Work item
Copy the entries character for character.

:: Working data ::

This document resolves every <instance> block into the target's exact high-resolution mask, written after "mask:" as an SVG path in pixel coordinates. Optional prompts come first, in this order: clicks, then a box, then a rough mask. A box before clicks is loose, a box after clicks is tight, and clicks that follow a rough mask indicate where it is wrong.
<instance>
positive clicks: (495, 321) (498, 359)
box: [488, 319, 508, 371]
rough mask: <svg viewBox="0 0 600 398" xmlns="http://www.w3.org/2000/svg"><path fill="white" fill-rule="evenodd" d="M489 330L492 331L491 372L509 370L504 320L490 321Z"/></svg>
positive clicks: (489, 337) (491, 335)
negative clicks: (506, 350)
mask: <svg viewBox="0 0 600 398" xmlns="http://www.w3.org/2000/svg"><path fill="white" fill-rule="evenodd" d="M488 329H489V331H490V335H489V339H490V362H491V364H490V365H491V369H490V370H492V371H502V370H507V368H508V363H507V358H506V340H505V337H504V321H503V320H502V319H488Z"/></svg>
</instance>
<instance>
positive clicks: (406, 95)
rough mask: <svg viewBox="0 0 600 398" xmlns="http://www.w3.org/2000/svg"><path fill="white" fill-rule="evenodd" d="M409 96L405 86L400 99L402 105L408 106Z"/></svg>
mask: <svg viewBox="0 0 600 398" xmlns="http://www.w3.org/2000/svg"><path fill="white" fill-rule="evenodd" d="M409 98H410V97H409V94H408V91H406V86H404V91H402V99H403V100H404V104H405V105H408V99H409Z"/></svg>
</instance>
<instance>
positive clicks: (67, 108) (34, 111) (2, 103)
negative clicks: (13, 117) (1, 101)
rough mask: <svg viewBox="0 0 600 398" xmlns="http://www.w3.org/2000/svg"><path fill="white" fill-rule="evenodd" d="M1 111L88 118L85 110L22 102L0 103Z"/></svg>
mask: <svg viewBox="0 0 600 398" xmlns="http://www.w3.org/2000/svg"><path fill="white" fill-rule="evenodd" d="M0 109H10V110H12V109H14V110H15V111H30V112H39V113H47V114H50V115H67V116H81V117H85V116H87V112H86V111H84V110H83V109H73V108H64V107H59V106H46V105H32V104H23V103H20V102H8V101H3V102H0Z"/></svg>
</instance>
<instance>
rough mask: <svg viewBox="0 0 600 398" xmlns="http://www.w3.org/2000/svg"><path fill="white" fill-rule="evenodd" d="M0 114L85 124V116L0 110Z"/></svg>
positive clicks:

:::

Exercise solution
This document resolves every <instance> block into the target's exact high-resolution mask, written after "mask:" as an SVG path in pixel coordinates. Optional prompts come first, in this order: clicks, then a box, then a rough mask. A box before clicks is loose, a box after clicks is tight, and clicks that follow a rough mask indicate where it is wrong.
<instance>
positive clicks: (495, 321) (498, 359)
box: [488, 319, 508, 371]
rough mask: <svg viewBox="0 0 600 398" xmlns="http://www.w3.org/2000/svg"><path fill="white" fill-rule="evenodd" d="M489 330L492 331L491 372L509 370L504 320L490 321Z"/></svg>
positive clicks: (489, 337) (491, 335)
negative clicks: (506, 350)
mask: <svg viewBox="0 0 600 398" xmlns="http://www.w3.org/2000/svg"><path fill="white" fill-rule="evenodd" d="M488 329H489V331H490V335H489V339H490V362H491V364H490V365H491V369H490V370H492V371H502V370H507V368H508V363H507V358H506V340H505V337H504V321H503V320H502V319H488Z"/></svg>
</instance>
<instance>
positive clicks: (406, 95)
rough mask: <svg viewBox="0 0 600 398" xmlns="http://www.w3.org/2000/svg"><path fill="white" fill-rule="evenodd" d="M409 96L405 86L400 99L402 105L408 106Z"/></svg>
mask: <svg viewBox="0 0 600 398" xmlns="http://www.w3.org/2000/svg"><path fill="white" fill-rule="evenodd" d="M409 98H410V97H409V94H408V91H406V86H404V91H402V99H403V100H404V104H405V105H408V99H409Z"/></svg>
</instance>
<instance>
positive clicks: (67, 108) (34, 111) (2, 103)
negative clicks: (13, 117) (1, 101)
rough mask: <svg viewBox="0 0 600 398" xmlns="http://www.w3.org/2000/svg"><path fill="white" fill-rule="evenodd" d="M1 111L88 118L85 110L22 102L0 103Z"/></svg>
mask: <svg viewBox="0 0 600 398" xmlns="http://www.w3.org/2000/svg"><path fill="white" fill-rule="evenodd" d="M0 109H10V110H12V109H14V110H15V111H30V112H39V113H47V114H50V115H67V116H81V117H85V116H87V112H86V111H84V110H83V109H73V108H64V107H59V106H46V105H32V104H23V103H20V102H8V101H3V102H0Z"/></svg>
</instance>
<instance>
rough mask: <svg viewBox="0 0 600 398" xmlns="http://www.w3.org/2000/svg"><path fill="white" fill-rule="evenodd" d="M0 114L85 124V116L0 110Z"/></svg>
positive clicks:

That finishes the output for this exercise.